[Segmentation mask data]
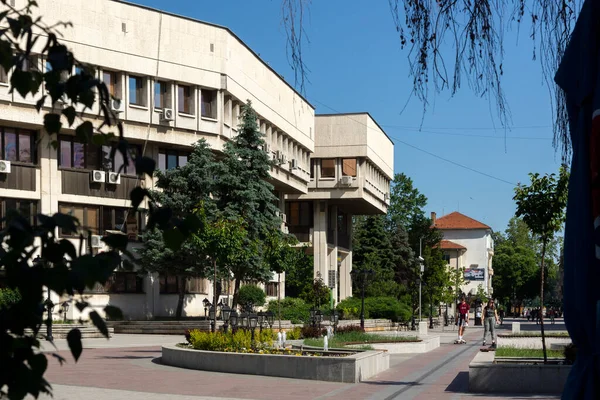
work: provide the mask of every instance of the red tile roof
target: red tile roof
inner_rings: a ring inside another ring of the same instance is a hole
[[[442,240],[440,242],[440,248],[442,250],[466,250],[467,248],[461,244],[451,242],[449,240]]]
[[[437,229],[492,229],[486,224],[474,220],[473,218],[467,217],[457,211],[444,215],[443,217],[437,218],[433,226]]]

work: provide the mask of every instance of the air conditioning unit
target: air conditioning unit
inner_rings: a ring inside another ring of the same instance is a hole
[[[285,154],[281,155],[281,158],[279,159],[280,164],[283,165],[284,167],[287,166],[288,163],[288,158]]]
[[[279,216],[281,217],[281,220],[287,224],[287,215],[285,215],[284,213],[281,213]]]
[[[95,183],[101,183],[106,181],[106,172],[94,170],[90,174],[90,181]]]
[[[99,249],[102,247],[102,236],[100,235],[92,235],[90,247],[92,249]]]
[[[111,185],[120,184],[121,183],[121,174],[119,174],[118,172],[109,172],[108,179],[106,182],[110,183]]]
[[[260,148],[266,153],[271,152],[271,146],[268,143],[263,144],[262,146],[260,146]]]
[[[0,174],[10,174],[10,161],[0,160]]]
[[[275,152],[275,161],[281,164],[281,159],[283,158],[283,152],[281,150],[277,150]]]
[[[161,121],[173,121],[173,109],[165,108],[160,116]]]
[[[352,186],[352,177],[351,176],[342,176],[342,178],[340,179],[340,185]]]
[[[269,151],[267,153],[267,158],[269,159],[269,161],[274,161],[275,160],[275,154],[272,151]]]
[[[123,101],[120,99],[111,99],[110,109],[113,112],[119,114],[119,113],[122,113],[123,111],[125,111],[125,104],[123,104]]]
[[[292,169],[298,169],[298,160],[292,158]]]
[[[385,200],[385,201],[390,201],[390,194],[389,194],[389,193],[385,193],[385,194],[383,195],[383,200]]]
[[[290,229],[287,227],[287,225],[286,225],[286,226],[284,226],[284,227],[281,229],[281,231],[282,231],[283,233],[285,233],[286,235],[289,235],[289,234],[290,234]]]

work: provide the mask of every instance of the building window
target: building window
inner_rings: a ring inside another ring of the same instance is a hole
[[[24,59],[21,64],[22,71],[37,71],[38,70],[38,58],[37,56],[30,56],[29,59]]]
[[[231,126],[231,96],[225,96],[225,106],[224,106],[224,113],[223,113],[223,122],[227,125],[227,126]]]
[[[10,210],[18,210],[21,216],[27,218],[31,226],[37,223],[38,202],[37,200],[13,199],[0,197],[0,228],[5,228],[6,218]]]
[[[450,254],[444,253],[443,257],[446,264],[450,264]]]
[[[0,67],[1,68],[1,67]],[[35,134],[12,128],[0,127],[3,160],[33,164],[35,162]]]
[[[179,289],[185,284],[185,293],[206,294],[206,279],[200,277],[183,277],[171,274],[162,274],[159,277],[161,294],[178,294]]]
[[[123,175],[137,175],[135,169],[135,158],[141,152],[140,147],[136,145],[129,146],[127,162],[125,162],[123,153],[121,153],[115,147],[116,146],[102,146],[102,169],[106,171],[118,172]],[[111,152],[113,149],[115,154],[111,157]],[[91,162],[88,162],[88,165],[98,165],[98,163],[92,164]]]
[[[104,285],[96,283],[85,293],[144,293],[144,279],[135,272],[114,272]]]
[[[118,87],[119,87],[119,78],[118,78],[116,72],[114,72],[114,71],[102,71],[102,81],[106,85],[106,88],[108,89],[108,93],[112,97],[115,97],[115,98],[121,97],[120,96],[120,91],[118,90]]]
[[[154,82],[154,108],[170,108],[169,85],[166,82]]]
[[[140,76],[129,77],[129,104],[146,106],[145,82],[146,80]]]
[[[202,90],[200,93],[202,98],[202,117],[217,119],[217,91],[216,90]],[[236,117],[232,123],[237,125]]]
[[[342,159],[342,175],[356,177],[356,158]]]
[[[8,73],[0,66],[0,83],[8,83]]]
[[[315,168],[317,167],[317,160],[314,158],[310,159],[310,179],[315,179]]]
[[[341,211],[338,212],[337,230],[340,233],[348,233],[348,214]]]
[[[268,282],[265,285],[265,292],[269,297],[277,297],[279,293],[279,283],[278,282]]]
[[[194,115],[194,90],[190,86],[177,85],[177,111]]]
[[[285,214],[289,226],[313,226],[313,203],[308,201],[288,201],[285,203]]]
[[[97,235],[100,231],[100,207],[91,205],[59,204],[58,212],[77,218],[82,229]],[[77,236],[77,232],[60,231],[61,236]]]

Task prompt: Copy the lines above exactly. Do not include pictures.

Task response:
work: provide the mask of every instance of the red tile roof
target: red tile roof
inner_rings: a ring inside another ring of the same instance is a hole
[[[442,240],[440,242],[440,248],[442,250],[466,250],[467,248],[461,244],[451,242],[449,240]]]
[[[437,229],[492,229],[486,224],[474,220],[473,218],[467,217],[457,211],[444,215],[443,217],[437,218],[433,226]]]

work: provide the mask of every instance of the air conditioning unit
target: air conditioning unit
inner_rings: a ring inside another ring of the same instance is a hole
[[[285,154],[281,155],[281,158],[279,159],[280,164],[283,165],[284,167],[287,166],[288,163],[288,158]]]
[[[279,216],[281,217],[281,220],[287,224],[287,215],[285,215],[284,213],[281,213]]]
[[[95,183],[101,183],[106,181],[106,172],[94,170],[90,174],[90,181]]]
[[[99,249],[102,247],[102,236],[100,235],[92,235],[90,247],[92,249]]]
[[[111,185],[120,184],[121,183],[121,174],[119,174],[118,172],[109,172],[108,179],[106,182],[110,183]]]
[[[260,148],[266,153],[271,152],[271,146],[268,143],[263,144],[262,146],[260,146]]]
[[[0,174],[10,174],[10,161],[0,160]]]
[[[275,152],[275,161],[281,164],[281,159],[283,158],[283,152],[281,150],[277,150]]]
[[[161,121],[173,121],[173,109],[165,108],[160,116]]]
[[[352,186],[352,177],[351,176],[342,176],[342,178],[340,179],[340,185]]]
[[[269,151],[267,153],[267,158],[269,159],[269,161],[274,161],[275,160],[275,154],[272,151]]]
[[[123,101],[120,99],[111,99],[110,109],[113,112],[119,114],[119,113],[122,113],[123,111],[125,111],[125,104],[123,104]]]
[[[292,169],[298,169],[298,160],[292,158]]]
[[[385,200],[385,201],[390,201],[390,194],[389,194],[389,193],[385,193],[385,194],[383,195],[383,200]]]
[[[290,229],[287,227],[287,225],[286,225],[286,226],[284,226],[284,227],[281,229],[281,231],[282,231],[283,233],[285,233],[286,235],[289,235],[289,234],[290,234]]]

work: provide the mask of every instance of the building window
target: building window
inner_rings: a ring inside another ring of the same instance is a hole
[[[24,59],[21,64],[22,71],[37,71],[38,70],[38,58],[37,56],[30,56],[29,59]]]
[[[231,126],[231,96],[225,96],[225,106],[224,106],[224,113],[223,113],[223,122],[227,125],[227,126]]]
[[[10,210],[18,210],[21,216],[27,218],[31,226],[37,223],[38,202],[37,200],[13,199],[0,197],[0,228],[5,228],[6,218]]]
[[[450,254],[444,253],[443,257],[446,264],[450,264]]]
[[[0,67],[1,68],[1,67]],[[35,134],[12,128],[0,127],[3,160],[33,164],[35,162]]]
[[[179,289],[185,284],[185,293],[206,294],[206,279],[200,277],[183,277],[171,274],[162,274],[159,277],[161,294],[178,294]]]
[[[123,175],[137,175],[135,169],[135,158],[141,152],[140,147],[136,145],[129,146],[127,162],[125,162],[123,153],[121,153],[115,147],[116,146],[102,146],[102,169],[106,171],[118,172]],[[111,152],[113,149],[115,154],[111,157]],[[91,162],[88,162],[88,165],[98,165],[98,163],[92,164]]]
[[[104,285],[96,283],[85,293],[144,293],[144,279],[135,272],[114,272]]]
[[[118,87],[119,87],[119,78],[118,78],[116,72],[114,72],[114,71],[102,71],[102,81],[106,85],[106,88],[108,89],[108,93],[112,97],[115,97],[115,98],[121,97],[120,96],[120,91],[118,90]]]
[[[154,82],[154,108],[170,108],[169,85],[166,82]]]
[[[140,76],[129,77],[129,104],[146,106],[145,82],[146,80]]]
[[[202,90],[200,93],[202,98],[202,117],[217,119],[217,91],[216,90]],[[236,117],[232,123],[237,125]]]
[[[342,159],[342,175],[356,177],[356,158]]]
[[[8,73],[0,66],[0,83],[8,83]]]
[[[315,168],[317,167],[317,160],[314,158],[310,159],[310,179],[315,179]]]
[[[341,211],[338,212],[337,230],[340,233],[348,233],[348,214]]]
[[[268,282],[265,285],[265,292],[269,297],[277,297],[279,293],[279,283],[278,282]]]
[[[194,115],[194,90],[190,86],[177,85],[177,111]]]
[[[285,214],[289,226],[313,226],[313,203],[308,201],[288,201],[285,203]]]
[[[97,235],[100,231],[100,207],[91,205],[59,204],[58,212],[77,218],[82,229]],[[77,236],[77,232],[60,231],[61,236]]]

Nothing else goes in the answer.